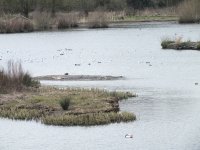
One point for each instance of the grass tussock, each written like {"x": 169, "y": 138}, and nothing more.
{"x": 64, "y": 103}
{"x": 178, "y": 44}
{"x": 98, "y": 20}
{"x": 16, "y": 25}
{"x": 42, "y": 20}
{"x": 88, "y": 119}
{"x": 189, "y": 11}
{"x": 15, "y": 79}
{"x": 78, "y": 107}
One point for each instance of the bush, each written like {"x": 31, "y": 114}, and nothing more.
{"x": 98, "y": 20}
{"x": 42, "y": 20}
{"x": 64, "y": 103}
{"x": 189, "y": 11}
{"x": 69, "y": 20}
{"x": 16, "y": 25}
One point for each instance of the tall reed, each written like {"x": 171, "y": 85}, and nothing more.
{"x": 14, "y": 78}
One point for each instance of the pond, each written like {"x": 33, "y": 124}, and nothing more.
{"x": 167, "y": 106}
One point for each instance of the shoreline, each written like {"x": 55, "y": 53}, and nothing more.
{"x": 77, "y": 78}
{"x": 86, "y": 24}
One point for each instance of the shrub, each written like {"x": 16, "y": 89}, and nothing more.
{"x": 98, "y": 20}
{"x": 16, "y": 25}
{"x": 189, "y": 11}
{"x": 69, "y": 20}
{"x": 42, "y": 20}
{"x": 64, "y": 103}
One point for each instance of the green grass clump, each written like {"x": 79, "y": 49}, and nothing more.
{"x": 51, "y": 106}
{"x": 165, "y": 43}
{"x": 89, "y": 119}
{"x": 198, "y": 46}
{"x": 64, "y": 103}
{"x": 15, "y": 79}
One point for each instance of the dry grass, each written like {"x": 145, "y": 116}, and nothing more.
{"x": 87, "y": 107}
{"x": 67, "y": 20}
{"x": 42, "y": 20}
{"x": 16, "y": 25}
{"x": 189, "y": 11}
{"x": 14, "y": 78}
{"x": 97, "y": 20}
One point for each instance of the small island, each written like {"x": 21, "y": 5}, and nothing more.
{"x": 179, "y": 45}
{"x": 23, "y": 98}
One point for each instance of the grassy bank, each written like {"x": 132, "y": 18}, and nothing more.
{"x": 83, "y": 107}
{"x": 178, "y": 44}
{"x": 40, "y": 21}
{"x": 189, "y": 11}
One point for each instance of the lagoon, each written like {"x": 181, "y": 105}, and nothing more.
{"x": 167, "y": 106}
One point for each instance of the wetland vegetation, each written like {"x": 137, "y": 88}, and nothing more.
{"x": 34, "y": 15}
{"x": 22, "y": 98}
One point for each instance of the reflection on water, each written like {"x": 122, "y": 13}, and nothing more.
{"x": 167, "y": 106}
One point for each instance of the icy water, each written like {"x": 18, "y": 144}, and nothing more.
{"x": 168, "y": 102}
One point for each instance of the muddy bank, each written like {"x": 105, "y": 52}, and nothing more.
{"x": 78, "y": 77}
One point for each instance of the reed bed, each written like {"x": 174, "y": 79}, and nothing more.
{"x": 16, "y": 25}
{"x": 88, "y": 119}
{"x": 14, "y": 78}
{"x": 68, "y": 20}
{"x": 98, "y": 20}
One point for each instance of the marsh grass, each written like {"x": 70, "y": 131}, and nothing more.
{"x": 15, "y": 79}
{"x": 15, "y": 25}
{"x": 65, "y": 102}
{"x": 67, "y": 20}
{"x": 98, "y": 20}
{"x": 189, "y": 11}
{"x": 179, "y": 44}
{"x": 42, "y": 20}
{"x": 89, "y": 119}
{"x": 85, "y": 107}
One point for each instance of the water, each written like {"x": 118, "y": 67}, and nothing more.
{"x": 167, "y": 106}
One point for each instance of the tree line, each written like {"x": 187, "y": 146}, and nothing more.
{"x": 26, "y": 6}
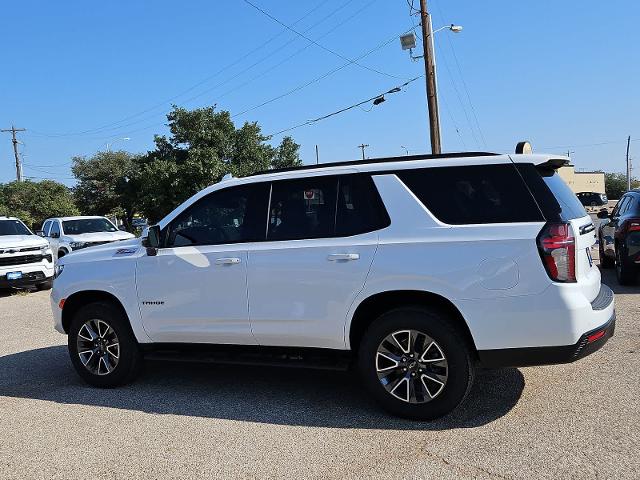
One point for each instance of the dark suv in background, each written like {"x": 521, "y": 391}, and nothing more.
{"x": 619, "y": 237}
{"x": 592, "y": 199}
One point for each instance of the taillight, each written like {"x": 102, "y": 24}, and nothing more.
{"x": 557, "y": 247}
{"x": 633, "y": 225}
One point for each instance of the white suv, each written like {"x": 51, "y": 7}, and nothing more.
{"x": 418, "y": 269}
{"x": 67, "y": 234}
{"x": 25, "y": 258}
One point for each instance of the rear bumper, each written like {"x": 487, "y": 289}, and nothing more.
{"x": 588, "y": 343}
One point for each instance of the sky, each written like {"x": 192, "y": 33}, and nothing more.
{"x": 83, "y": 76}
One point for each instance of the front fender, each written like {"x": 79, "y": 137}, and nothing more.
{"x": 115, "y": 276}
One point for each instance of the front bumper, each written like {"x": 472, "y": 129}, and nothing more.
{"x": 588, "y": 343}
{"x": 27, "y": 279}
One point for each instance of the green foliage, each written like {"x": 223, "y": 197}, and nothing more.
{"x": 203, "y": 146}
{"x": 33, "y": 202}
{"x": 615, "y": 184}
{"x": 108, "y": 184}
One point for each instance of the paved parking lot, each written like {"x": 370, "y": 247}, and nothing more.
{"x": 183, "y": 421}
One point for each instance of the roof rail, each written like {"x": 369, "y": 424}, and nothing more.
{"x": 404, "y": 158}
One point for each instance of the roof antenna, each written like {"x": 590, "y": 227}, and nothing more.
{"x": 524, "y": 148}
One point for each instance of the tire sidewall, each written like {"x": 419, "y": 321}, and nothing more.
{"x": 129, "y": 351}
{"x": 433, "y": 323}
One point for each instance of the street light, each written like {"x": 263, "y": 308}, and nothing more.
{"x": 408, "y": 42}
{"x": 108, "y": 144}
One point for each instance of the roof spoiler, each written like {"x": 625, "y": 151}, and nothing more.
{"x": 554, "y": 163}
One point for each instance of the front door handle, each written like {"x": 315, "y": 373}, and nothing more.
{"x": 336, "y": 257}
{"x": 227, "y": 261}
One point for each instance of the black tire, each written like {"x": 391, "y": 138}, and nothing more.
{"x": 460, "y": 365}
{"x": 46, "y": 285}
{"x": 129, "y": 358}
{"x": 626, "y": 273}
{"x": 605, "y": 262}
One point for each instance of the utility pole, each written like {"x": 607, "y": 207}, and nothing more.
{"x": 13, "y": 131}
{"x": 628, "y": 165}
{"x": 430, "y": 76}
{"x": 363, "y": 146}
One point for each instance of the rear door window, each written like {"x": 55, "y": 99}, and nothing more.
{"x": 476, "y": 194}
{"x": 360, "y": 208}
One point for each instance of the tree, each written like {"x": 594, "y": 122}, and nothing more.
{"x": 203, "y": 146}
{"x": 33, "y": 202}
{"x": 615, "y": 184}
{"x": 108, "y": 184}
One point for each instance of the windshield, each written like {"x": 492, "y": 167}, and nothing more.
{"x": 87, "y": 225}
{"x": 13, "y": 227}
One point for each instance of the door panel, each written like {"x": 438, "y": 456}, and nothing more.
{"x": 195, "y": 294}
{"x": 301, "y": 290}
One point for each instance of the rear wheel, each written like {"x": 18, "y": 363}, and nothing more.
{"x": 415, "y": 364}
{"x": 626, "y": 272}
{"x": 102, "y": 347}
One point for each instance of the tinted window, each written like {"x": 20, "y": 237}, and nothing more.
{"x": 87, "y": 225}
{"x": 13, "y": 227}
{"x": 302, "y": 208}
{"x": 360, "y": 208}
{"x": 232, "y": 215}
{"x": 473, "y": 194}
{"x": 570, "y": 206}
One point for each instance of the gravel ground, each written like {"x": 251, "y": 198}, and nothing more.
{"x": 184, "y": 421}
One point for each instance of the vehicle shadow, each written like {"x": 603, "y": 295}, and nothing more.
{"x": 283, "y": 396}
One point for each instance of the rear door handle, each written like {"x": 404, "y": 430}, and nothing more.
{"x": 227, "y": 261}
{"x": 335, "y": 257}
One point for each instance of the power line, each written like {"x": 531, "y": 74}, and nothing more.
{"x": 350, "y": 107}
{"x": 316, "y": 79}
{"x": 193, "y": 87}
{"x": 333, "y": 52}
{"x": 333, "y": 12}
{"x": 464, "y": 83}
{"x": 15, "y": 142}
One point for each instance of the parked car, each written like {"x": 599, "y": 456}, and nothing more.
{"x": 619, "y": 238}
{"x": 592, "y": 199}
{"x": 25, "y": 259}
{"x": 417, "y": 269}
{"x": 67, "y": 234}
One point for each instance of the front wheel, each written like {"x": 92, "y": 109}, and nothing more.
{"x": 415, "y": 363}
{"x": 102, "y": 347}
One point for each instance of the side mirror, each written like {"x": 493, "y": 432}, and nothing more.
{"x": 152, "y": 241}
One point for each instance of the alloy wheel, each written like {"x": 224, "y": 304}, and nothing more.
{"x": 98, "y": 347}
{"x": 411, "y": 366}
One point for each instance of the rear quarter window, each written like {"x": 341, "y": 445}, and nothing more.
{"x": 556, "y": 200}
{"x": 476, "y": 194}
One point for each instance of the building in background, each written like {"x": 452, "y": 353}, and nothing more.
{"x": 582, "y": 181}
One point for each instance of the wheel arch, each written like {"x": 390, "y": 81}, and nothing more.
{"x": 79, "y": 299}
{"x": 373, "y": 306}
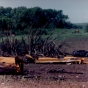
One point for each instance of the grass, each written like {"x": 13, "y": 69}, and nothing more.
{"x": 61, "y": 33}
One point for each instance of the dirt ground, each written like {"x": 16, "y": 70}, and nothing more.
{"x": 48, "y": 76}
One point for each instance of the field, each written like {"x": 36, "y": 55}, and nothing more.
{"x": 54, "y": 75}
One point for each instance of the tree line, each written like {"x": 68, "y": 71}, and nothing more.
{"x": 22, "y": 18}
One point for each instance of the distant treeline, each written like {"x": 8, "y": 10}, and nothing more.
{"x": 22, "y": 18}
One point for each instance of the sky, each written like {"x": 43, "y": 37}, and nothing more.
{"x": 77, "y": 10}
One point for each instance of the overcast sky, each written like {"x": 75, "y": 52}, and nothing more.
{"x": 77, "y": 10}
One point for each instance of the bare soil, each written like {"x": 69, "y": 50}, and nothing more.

- The request -
Write out only the final block of lines, starting at the line with "One point for each instance of the dirt" and running to the end of the material.

- Full output -
One point for each instance of the dirt ground, each written like {"x": 16, "y": 70}, and nothing more.
{"x": 48, "y": 76}
One point for each instance of the field, each written like {"x": 36, "y": 55}, and nothing more.
{"x": 54, "y": 75}
One point for each instance of the tree line, each written like {"x": 68, "y": 71}, and nothing more.
{"x": 22, "y": 18}
One point for each instance of the distant treeline, each written like {"x": 8, "y": 10}, and nothing more.
{"x": 22, "y": 18}
One point for each instance of the sky, each written like {"x": 43, "y": 37}, and nothing more.
{"x": 77, "y": 10}
One point for each instance of the overcast sky, each written like {"x": 75, "y": 52}, and nothing more.
{"x": 77, "y": 10}
One point for each instance of the bare soil, each written like {"x": 69, "y": 50}, and nothing more.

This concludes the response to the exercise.